**EXERCISE AIM:** Scale down the data from the line with "the cloud bank." up to and including the last line, and give back only those lines, requests included. Multiply every x and y coordinate in the answers by 0.5 and round to whole numbers, with halves rounded up. Leave the numbers in the requests and their format samples unchanged.

(Part of a data file)
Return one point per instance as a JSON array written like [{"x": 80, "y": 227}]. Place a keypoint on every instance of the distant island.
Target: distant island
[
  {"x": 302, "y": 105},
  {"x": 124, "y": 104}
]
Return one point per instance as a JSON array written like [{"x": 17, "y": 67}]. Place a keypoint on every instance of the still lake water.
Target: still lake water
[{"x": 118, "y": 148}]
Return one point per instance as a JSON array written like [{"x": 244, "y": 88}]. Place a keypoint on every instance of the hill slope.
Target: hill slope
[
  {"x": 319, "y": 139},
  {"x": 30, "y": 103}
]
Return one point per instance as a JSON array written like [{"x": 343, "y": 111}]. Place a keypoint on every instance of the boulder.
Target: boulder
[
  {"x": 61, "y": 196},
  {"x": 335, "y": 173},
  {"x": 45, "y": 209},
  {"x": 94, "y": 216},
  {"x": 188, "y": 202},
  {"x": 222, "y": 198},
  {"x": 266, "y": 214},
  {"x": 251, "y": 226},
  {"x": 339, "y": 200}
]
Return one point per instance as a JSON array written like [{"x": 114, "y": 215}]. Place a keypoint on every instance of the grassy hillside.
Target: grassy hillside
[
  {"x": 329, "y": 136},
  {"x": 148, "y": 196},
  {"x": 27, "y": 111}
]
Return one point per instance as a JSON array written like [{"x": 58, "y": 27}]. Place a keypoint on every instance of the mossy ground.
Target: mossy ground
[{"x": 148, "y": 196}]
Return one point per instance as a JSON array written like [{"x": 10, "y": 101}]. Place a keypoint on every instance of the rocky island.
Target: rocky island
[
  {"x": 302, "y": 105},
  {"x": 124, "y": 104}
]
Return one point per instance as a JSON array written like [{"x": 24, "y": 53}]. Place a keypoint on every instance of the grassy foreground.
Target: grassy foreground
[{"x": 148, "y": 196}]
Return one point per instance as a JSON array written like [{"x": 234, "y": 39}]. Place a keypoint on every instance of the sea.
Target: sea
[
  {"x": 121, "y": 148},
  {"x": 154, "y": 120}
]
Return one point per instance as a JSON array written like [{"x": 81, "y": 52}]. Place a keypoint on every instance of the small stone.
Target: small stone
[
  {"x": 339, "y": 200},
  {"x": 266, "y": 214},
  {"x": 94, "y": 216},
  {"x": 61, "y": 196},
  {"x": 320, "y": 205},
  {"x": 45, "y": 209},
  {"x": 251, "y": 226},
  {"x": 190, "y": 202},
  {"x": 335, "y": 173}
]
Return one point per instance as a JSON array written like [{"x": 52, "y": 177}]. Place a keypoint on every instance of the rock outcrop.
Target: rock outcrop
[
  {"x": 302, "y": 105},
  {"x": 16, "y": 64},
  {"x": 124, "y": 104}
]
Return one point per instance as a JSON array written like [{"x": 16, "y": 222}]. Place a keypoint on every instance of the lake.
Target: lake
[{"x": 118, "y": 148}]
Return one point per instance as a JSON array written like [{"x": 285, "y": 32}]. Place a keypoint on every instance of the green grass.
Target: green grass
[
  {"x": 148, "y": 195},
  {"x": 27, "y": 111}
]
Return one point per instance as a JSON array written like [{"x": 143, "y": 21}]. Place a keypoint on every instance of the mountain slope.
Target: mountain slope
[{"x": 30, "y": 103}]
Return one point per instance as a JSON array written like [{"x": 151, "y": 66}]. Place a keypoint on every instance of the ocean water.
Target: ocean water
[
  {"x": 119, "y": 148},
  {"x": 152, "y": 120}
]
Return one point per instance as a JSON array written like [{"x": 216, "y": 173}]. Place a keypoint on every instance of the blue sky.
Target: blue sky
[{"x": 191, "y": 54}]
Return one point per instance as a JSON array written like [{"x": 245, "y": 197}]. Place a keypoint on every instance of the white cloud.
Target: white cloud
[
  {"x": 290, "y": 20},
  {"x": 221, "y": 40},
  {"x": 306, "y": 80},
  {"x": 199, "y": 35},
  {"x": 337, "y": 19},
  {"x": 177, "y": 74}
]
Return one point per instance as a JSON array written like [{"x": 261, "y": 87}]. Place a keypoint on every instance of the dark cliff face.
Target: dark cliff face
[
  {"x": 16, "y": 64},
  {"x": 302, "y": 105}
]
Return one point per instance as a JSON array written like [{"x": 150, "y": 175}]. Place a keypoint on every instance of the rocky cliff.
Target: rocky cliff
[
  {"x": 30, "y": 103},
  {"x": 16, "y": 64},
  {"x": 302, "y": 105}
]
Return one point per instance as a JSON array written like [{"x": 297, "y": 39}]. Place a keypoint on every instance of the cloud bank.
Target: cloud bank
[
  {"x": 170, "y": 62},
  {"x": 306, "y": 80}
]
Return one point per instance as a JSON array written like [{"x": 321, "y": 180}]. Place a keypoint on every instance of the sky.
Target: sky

**OUTPUT BELOW:**
Return one point per instance as a JSON array written like [{"x": 297, "y": 39}]. Place a keypoint on every instance of the cloud bank.
Target: cloud bank
[
  {"x": 85, "y": 31},
  {"x": 153, "y": 40}
]
Return one point per instance as a JSON array written like [{"x": 321, "y": 180}]. Place a keypoint on every instance of the sky.
Target: sky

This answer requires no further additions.